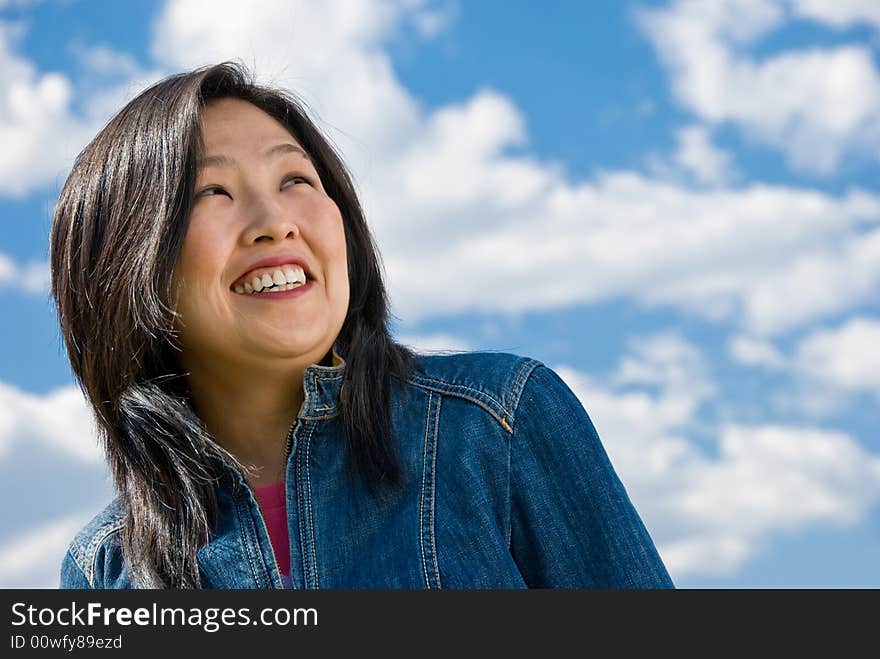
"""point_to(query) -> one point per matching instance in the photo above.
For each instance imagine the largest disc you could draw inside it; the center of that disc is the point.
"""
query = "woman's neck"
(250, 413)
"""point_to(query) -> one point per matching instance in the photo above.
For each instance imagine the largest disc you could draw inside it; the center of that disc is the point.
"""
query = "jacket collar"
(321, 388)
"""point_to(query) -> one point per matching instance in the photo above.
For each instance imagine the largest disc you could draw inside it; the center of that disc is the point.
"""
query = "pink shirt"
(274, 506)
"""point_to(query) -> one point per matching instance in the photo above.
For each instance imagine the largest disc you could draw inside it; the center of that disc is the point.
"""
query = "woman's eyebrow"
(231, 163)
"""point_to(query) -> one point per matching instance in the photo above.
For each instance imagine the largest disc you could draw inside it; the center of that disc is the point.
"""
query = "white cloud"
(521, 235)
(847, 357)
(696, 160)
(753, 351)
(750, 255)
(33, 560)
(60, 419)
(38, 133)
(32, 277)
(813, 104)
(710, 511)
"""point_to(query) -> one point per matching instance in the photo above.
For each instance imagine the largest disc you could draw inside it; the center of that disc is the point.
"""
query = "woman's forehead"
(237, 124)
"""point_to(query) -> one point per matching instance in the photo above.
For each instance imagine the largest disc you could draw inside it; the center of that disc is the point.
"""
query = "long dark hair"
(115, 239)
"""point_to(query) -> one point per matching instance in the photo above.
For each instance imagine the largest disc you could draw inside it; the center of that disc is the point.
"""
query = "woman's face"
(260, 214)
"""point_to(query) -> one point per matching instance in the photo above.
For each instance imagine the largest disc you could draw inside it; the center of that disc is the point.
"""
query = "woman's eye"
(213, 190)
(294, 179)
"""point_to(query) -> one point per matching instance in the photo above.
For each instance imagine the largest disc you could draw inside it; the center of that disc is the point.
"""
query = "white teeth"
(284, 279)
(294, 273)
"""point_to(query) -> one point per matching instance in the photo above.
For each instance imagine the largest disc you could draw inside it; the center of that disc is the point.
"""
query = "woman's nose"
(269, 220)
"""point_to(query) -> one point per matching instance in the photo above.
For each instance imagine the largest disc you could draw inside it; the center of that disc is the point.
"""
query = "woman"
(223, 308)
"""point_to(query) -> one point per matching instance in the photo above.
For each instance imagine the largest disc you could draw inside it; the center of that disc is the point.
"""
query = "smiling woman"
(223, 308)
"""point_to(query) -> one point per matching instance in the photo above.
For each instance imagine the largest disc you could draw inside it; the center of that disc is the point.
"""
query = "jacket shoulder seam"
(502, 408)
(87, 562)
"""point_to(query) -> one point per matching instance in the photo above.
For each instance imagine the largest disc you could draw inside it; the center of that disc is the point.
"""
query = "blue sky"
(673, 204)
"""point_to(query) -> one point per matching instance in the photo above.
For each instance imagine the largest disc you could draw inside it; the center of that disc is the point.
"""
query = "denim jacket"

━━━━

• _AIM_:
Extract each line of the material above that contains the string "woman". Matching is case-sensitive.

• _RESPONSE TO THIS EXERCISE_:
query = "woman's neck"
query = "woman's eyebrow"
query = "woman's forehead"
query = "woman's face"
query = "woman's eye"
query = "woman's nose"
query = "woman"
query = "smiling woman"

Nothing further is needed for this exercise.